*Data extract*.

----------------

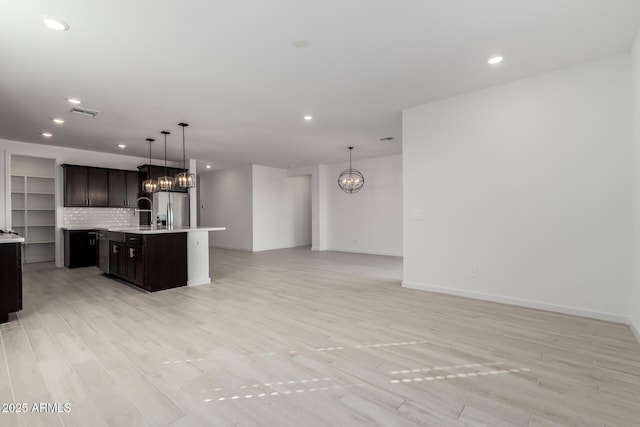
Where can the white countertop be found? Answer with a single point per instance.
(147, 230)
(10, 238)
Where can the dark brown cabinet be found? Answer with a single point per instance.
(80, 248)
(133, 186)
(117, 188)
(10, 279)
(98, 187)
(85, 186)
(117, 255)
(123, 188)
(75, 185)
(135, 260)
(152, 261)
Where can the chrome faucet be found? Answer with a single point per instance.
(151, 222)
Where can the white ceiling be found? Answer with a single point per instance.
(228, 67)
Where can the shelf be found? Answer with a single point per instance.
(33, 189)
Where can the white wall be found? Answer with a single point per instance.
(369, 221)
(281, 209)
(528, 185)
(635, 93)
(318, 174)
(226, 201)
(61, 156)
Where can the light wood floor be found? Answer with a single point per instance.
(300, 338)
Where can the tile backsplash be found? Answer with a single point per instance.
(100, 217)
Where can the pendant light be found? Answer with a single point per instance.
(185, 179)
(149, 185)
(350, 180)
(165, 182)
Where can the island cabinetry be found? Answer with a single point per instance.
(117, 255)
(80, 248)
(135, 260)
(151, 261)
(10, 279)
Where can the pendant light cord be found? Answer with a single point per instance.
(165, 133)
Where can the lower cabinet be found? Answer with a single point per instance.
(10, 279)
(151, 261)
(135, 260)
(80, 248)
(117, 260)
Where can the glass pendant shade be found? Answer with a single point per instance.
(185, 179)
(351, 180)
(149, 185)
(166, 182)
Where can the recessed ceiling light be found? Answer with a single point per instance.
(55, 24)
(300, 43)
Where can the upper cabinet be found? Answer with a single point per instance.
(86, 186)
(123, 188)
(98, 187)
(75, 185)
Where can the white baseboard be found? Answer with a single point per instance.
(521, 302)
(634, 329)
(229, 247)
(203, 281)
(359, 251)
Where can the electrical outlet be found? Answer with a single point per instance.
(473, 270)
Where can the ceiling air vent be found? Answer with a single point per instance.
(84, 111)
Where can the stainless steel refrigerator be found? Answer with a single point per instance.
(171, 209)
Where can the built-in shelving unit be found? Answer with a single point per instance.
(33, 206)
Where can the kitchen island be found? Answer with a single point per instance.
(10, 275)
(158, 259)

----------------

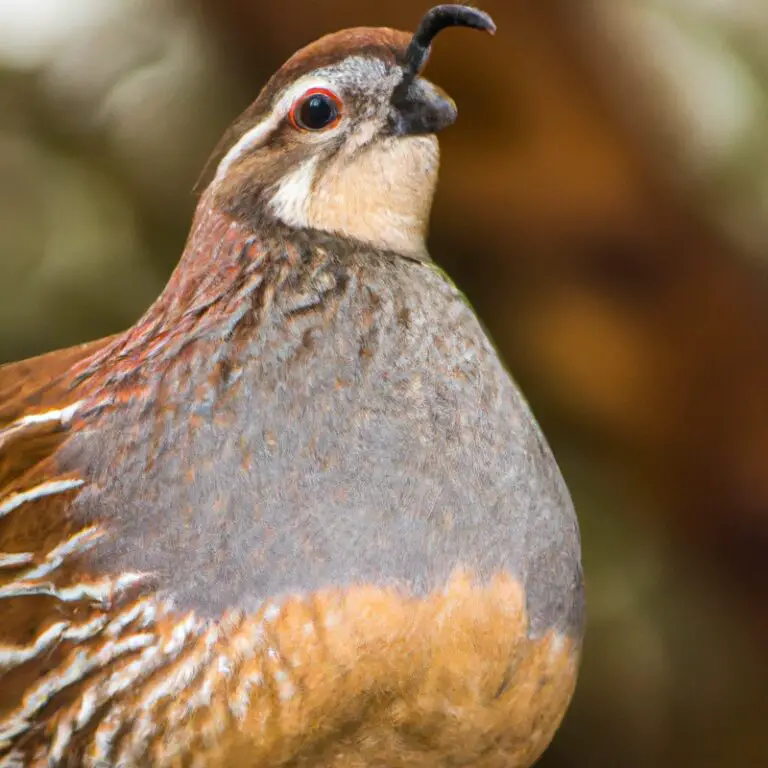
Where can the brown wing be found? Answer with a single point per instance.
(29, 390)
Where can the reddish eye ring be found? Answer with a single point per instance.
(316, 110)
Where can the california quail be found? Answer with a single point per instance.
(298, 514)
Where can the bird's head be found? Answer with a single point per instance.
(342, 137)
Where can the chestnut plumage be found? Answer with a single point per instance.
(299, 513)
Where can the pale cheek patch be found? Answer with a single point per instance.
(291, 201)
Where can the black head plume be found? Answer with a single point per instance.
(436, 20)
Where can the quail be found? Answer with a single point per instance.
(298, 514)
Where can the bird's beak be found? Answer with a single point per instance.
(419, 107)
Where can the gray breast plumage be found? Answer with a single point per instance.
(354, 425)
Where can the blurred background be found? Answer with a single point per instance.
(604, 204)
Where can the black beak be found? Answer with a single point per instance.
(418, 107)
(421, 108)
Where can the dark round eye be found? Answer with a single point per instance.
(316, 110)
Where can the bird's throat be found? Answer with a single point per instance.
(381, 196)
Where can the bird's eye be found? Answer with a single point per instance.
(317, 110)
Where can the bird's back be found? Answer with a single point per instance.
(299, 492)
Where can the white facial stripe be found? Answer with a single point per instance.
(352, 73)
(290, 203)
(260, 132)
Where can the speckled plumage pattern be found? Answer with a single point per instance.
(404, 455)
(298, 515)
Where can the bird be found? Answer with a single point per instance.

----------------

*Stated problem*. Reproduce word for word everything above from the line containing "Where can the gray" down to the line containing "Where can the bird be", including both of those lines.

*Problem solution*.
Where can the gray breast plumage be found? Answer with a single point per instance.
(354, 425)
Where can the blurred background be found? Answer with a single point per instance.
(604, 204)
Where can the black beak be found? Answer with a single point per instance.
(418, 107)
(421, 108)
Where can the dark round eye be found? Answer with a single point per instance.
(316, 110)
Where can the bird's throat be found? Answer with a single point per instance.
(381, 196)
Where can the bird's eye be found? Answer with a single point per instance.
(317, 110)
Where can the bird's back be found? Answer with a single point per instance.
(299, 492)
Where can the white facial stripe be found? Answer with a single point per instance.
(352, 73)
(290, 203)
(260, 132)
Where can the speckled plumage pattern be found? Answer with a single point per instance.
(404, 455)
(298, 515)
Where can the bird be found? Answer with a single point per instance.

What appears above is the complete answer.